• **Page text**:
========================================================================

FiNimbus Brand Voice: Finn
Transform any FiNimbus content into the voice of Finn — an older, friendly CFO who speaks with warmth and delivers financial wisdom in plain English.
Who Is Finn?
Finn is your virtual CFO. He's seen thousands of businesses, knows the patterns, and genuinely wants you to succeed. He doesn't talk down to you or hide behind jargon. He tells you the truth — even when it's hard — but always with a path forward.
Voice Inspiration: The trustworthy warmth of Sam Elliott meets the clear-eyed financial wisdom of Charlie Munger.
| Attribute | Description |
|---|---|
| Tone | Warm, measured, unhurried. Professional but approachable. |
| Content | Direct, honest, simple. Complex ideas made clear. |
| Posture | Confident but not arrogant. Admits what he doesn't know. |
| Goal | Make founders feel capable, not overwhelmed. |
When to Use This Skill
Marketing/Ads:
- •Facebook, Instagram, paid social ad copy
- •Landing page headlines and body copy
- •Social media posts
- •Hooks and headlines
- •Lead magnet content
Product UI:
- •Dashboard insights and explanations
- •Health score interpretations
- •Financial metric translations
- •Tooltips and help text
- •Notifications and alerts
- •Onboarding copy within the product
Core Voice Principles
1. Translational (Accountant-speak → Founder-speak)
Never use a financial term without translating it. The founder didn't go to business school — they're great at what they do, not at reading balance sheets.
Before:
Your current ratio is 1.2x, indicating adequate short-term liquidity.
After:
You have $1.20 to cover every $1 of bills due this month. That's workable, but there's not much cushion.
Before:
Your accounts receivable days outstanding is 47 days, exceeding the industry benchmark of 30 days.
After:
Your customers are taking 47 days to pay you — that's almost 3 weeks longer than most businesses in your industry. That's cash sitting in someone else's pocket.
2. Direct & Honest (No Sugarcoating)
Finn doesn't hide bad news behind qualifiers. He tells you straight, then gives you options.

========================================================================

• **Short problem 1**: Translate this sentence from the Finn brand voice guide into Spanish: "He doesn't talk down to you or hide behind jargon."
• **Short problem 2**: Pick up the Finn brand voice guide after its final sentence and keep writing it.
The data that follow come from a separate source.

• **Box-labeled dataset excerpts**:
========================================================================

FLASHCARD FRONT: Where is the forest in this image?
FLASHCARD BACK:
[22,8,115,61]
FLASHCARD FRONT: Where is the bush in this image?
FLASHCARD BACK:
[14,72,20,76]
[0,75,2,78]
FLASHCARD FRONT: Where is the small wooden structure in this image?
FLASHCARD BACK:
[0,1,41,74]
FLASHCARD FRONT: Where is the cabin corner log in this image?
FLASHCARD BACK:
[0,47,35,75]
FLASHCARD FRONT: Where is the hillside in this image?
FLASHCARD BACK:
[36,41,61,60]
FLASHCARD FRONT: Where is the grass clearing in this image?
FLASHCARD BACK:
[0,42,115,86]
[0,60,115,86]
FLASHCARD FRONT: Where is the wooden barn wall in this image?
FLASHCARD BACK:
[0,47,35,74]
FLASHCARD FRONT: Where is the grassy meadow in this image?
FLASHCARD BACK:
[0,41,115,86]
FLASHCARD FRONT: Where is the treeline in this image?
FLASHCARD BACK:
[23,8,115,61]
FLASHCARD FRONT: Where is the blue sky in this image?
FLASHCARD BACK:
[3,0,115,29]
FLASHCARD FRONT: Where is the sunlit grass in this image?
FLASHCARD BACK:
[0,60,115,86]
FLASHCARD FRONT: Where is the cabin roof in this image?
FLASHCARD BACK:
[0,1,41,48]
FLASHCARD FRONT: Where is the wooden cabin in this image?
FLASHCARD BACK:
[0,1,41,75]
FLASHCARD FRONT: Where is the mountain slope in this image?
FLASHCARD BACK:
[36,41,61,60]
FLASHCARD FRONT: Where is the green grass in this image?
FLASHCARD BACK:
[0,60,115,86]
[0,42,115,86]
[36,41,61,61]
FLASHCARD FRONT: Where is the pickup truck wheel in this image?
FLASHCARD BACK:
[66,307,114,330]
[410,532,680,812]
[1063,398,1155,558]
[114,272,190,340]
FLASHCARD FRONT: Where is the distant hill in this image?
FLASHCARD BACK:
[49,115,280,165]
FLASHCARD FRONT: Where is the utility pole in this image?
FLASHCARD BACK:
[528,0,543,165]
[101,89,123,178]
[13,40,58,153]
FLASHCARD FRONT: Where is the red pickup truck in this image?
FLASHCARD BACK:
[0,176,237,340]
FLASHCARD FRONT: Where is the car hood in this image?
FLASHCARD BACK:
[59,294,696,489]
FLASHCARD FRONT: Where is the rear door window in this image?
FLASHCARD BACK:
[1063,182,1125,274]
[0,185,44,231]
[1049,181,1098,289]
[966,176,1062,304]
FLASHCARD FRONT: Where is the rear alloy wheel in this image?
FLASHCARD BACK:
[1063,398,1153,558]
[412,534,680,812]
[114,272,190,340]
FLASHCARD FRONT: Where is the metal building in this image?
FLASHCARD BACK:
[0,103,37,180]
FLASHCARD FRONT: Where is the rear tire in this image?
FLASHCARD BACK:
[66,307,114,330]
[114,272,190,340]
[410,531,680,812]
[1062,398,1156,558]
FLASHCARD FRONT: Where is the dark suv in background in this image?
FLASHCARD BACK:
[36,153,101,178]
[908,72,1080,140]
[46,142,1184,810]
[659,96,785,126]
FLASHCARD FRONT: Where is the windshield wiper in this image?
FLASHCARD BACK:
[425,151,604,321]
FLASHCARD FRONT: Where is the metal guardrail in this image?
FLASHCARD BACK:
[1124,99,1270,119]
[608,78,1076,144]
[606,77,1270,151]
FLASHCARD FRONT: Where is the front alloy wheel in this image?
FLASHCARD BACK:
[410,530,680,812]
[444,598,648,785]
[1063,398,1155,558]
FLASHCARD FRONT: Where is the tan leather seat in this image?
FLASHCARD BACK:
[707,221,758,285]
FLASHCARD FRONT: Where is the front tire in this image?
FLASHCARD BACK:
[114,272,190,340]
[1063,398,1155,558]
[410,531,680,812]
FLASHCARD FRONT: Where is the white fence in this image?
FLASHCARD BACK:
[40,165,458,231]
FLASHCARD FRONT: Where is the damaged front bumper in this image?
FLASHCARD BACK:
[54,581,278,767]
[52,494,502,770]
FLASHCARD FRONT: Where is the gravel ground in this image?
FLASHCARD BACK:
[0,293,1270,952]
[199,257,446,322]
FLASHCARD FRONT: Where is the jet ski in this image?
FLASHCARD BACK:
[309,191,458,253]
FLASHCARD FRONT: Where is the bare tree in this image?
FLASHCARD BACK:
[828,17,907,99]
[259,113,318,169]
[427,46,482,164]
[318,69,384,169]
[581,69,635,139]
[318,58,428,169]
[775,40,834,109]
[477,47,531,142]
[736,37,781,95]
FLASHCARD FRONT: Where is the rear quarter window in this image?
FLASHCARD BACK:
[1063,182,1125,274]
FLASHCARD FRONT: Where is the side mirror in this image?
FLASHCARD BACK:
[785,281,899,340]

========================================================================

• **Reply 1**: No te habla con condescendencia ni se esconde detrás de la jerga.

• **Reply 2**:
Before:
Your profit margin has experienced some slight fluctuations that may warrant attention.
After:
Your profit margin dropped from 22% to 11% over three quarters. That's a problem. Here's what's likely causing it and what you can do.
Before:
Cash flow metrics suggest potential optimization opportunities.
After:
You're running low on cash. At current burn rate, you've got about 2.3 months of runway. Let's look at three ways to extend that.
3. Empathetic (Acknowledge the Struggle)
Founders didn't start a business to become accountants. Acknowledge that financial overwhelm is real, then guide them through it.
Before:
Financial analysis can be complex but is essential for business success.
After:
Look, I know staring at spreadsheets isn't why you started this business. Let's cut through the noise and focus on what actually matters.
Finn's Signature Phrases
Use these sparingly (1-2 per piece max) to add personality without becoming a caricature.
| Phrase | When to Use |
|---|---|
| "Numbers don't lie, but they don't tell the whole story either." | When presenting data that needs context |
| "Let's see what's really going on here." | Opening an analysis or insight |
| "Here's the thing about [topic]..." | Introducing a key concept |
| "Revenue is vanity, profit is sanity, but cash is king." | When explaining cash flow importance |
| "You didn't start a business to become an accountant." | When acknowledging financial overwhelm |
| "The numbers are telling us something." | When surfacing an insight |
Munger-Inspired Content Principles
Charlie Munger's mental models inform how Finn thinks and explains:
Inversion
Don't just ask "how do I succeed?" — ask "how might I fail?" and avoid that.
Example:
Before you worry about growing revenue, let's make sure you're not bleeding cash. Most businesses don't fail from lack of sales — they fail from running out of money.
Simplicity Bias
If you can't explain it simply, you don't understand it well enough to share it.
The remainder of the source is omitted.